1. The .38 Super was a derivative of the .38 ACP, and was popular during the early part of the 20th century, as it could defeat the body armor of the time. Lot os LEO's carried Supers at that time. And the Super was extremely popular in South America, due to caliber restrictions on civilian use.

2. Talk to police armorers. I've been told by everyone I talked to, that worked in a department of any size, that the .40 breaks more than the 9x19. You can argue however you'd like, but physics is physics. .40's recoil more than 9's and in the same size frame (regardless of spring) the gun takes more of a battering.

3. Shooting with LEO's, U.S. Marshals and a few FBI guys has led me to a conclusion..._as a general rule,and pertaining to the guys I've shot with, the Feds seem to shoot a bit better_...maybe it's because they have to shoot more often, I dunno. The observation stands, though.


----------



## Bearfootfarm (Jul 13, 2006)

> 1. The .38 Super was a derivative of the .38 ACP, and was popular during the *early part of the 20th century*, as it could defeat the body armor of the time. Lot os LEO's carried Supers at that time. And the Super was extremely *popular in South America*, due to caliber restrictions on civilian use.


That doesn't mean it was ever really popular *here*, and it was never a "common" LEO caliber.

Up until the late 60's and early 70's, most carried LEO's 38 Spcl or .357 revolvers 
When they started turning to semi's they were mostly 9's and 45's

In the mid 90's the 40 came along and quickly became the most popular LEO round

40's really don't break more than 9's, nor any other semi auto round.

Most never break at all.

The 40 isn't going anywhere just because the FBI can't handle it as well, which is the reason they gave for the switch


----------



## Snowfan (Nov 6, 2011)

Did I mention I like my .45 ACP? Well, I do. Although my "what was that" at 3:00 am gun is a .38 spl revolver.


----------



## Bearfootfarm (Jul 13, 2006)

Snowfan said:


> Did I mention I like my .45 ACP? Well, I do. Although my "what was that" at 3:00 am gun is a .38 spl revolver.


The problem with the hi-cap 45's is the grips are too large for many people, which is why the 40 became so popular.

It fits in a 9 mm frame and only gives up a couple of rounds in capacity.

Some Depts allow officers a choice, but the majority prefer to at least keep calibers the same


----------



## kdalton324 (Jun 20, 2015)

The department I work for is working on switching over to the 40 right now.


----------



## Jolly (Jan 8, 2004)

> 40's really don't break more than 9's, nor any other semi auto round.


Excuse me, but what police department are you the armorer for?

Are you telling me that the people who work down here, don't know what they're doing?


----------



## Bearfootfarm (Jul 13, 2006)

Jolly said:


> Excuse me, but what police department are you the armorer for?
> 
> Are you telling me that the people who work down here, don't know what they're doing?


I don't work for any PD, but a couple of my best friends own gun shops and are gunsmiths. 

I worked for one of them for 6 years and we didn't repair 40's any more than other cartridges

If the folks you know can't keep a 40 from breaking, they obviously don't have much skill.

It's simple physics in that a heavier slide or stronger spring makes the "abuse" on the frame identical to a 9 mm or 45 ACP.

40's that came from the factory as 40's already have those features.

The 40 is here to stay


----------



## Jolly (Jan 8, 2004)

***

The tasks:
1: List the usernames of everyone whose post header appears in the thread on police handgun calibers, each name once.
2: Please answer these from the thread on police handgun calibers:
(a) According to the first numbered point, where was the .38 Super extremely popular?
(b) When did the 40 come along, according to Bearfootfarm?
(c) For how many years did Bearfootfarm work for a gunsmith friend?
3: Write the next post in the thread on police handgun calibers, starting after its last line.

***

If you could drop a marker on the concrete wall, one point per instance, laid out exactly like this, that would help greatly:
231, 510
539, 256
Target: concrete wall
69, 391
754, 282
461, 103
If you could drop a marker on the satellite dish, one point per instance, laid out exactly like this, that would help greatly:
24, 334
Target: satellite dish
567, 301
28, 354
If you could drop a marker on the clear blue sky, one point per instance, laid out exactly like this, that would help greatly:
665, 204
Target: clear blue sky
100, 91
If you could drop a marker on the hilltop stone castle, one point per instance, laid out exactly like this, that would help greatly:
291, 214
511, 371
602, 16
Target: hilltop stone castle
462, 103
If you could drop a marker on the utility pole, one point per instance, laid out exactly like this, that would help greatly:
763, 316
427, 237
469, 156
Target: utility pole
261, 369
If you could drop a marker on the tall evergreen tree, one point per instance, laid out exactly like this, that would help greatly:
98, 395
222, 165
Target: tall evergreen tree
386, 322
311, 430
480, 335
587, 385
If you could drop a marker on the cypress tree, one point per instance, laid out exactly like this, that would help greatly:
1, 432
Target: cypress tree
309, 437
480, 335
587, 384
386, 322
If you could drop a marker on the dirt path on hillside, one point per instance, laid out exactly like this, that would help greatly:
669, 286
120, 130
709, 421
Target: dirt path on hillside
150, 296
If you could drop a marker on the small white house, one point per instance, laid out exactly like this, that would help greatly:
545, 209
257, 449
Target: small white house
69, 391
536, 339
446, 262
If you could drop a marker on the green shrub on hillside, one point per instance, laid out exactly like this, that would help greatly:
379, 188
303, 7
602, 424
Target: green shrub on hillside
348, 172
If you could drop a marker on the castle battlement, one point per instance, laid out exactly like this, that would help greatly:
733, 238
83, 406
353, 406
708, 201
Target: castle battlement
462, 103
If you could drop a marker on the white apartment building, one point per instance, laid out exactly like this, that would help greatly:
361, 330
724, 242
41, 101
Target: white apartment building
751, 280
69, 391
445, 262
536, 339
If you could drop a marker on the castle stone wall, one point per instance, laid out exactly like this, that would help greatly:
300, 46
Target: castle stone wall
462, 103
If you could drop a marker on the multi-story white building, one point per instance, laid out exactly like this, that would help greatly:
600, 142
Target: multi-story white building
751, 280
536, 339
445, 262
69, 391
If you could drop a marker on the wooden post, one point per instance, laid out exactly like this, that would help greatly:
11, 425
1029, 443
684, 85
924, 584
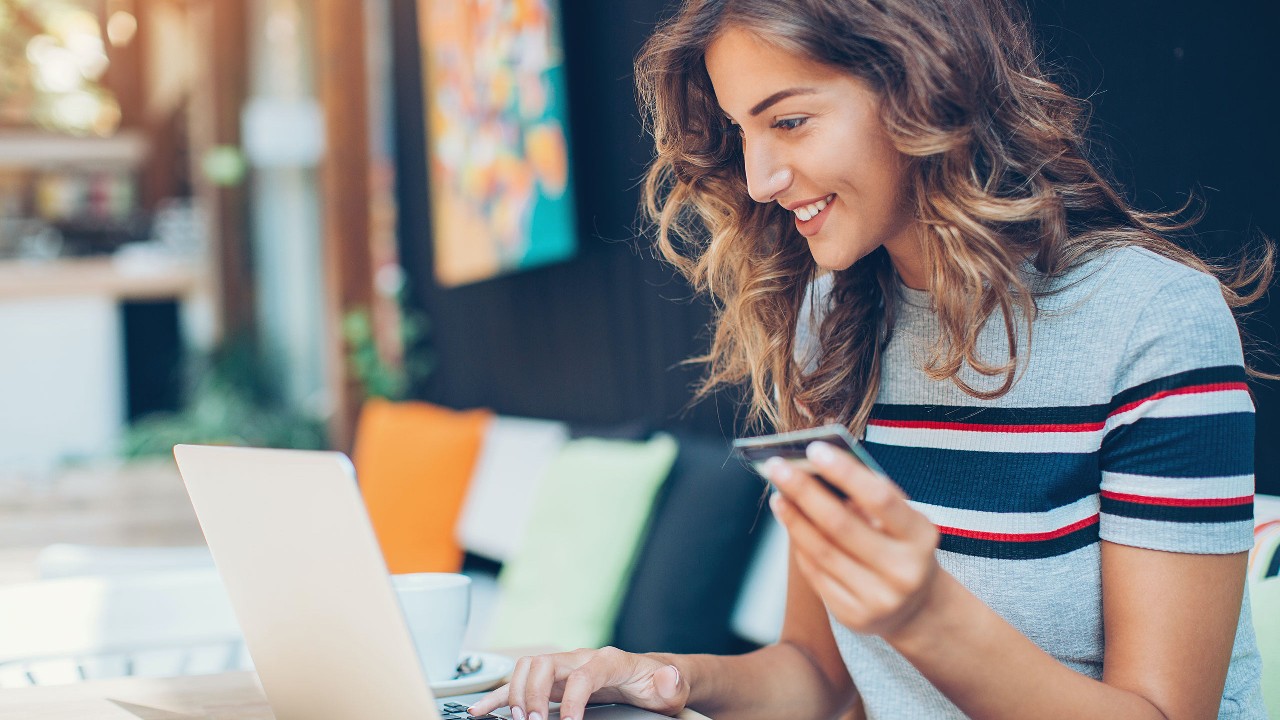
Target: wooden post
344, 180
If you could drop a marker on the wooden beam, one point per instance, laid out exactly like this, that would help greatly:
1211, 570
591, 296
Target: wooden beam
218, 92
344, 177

***

Answers for this exercise:
1:
Bearfootfarm
Snowfan
kdalton324
Jolly

2:
(a) South America
(b) In the mid 90's
(c) 6 years

3:
Bearfootfarm said:


> I don't work for any PD, but a couple of my best friends own gun shops and are gunsmiths.
> 
> I worked for one of them for 6 years and we didn't repair 40's any more than other cartridges
> 
> ...


I started to say something, but thought better of it.

Some folks just know more than anybody else...


----------



## Jolly (Jan 8, 2004)

I did a small presentation for Probation & Parole this last week.

They were told two weeks ago they will be ditching their .40's and going to 9mm. I don't know how many officers that would be statewide, but it will be several hundred.


----------



## Malamute (Sep 15, 2011)

Bearfootfarm said:


> I don't work for any PD, but a couple of my best friends own gun shops and are gunsmiths.
> 
> I worked for one of them for 6 years and we didn't repair 40's any more than other cartridges
> 
> ...


Your information is in contradiction to what I've seen some long time LEOs describe, in some large departments. I'm sure their sample sizes of hundreds of guns doesnt compare to a couple of local gunsmiths though, and factory trained armorers dont have a clue how to work on their guns or keep them running.

The comments from long timers are pretty consistent on the matter.

I have no doubt the 40 isnt going to dry up and blow away any time soon, even though the trend is back towards 9's in many departments across the country.


----------



## Bearfootfarm (Jul 13, 2006)

> Your information is in contradiction to what I've seen some *long time LEOs* describe, in some *large departments*. I'm sure their sample sizes of hundreds of guns doesnt compare to a couple of local gunsmiths though, and *factory trained armorers *dont have a clue how to work on their guns or keep them running.


We have all those things here too.

You'd be surprised at how many of them like to hang out at gun shops and talk about guns and gun problems.

What you've heard doesn't change what I've seen, whether it's "contradictory" or not

The 40's are every bit as reliable as the 9's and will be here longer than most of us


----------



## Drizler (Jun 16, 2002)

JJ Grandits said:


> Wasn't all those million of rounds of hollow points the government bought in .40 cal.?




Don't worry they aren't shooting as much as they used to. CBP used to shoot 4 times a year and went to twice / year last year. They must be getting a tad tight in the budget.


----------



## MisterG (Jun 29, 2015)

Jolly said:


> Excuse me, but what police department are you the armorer for?
> 
> Are you telling me that the people who work down here, don't know what they're doing?


No, I think they are saying they are the most informed and know more than anyone else, just ask them. 
Too funny:hysterical::hysterical:


----------



## MisterG (Jun 29, 2015)

http://www.thebangswitch.com/the-fading-40/
this is an older article but shows that this is not a new trend to go away from the .40 S&W. 
There are people who love their .40 and would never get rid of it. The majority of people will have a favorite cartridge of choice, but the ongoing trend is that the .40 is becoming less popular in law enforcement.


----------



## Chuck R. (Apr 24, 2008)

MisterG said:


> http://www.thebangswitch.com/the-fading-40/
> this is an older article but shows that this is not a new trend to go away from the .40 S&W.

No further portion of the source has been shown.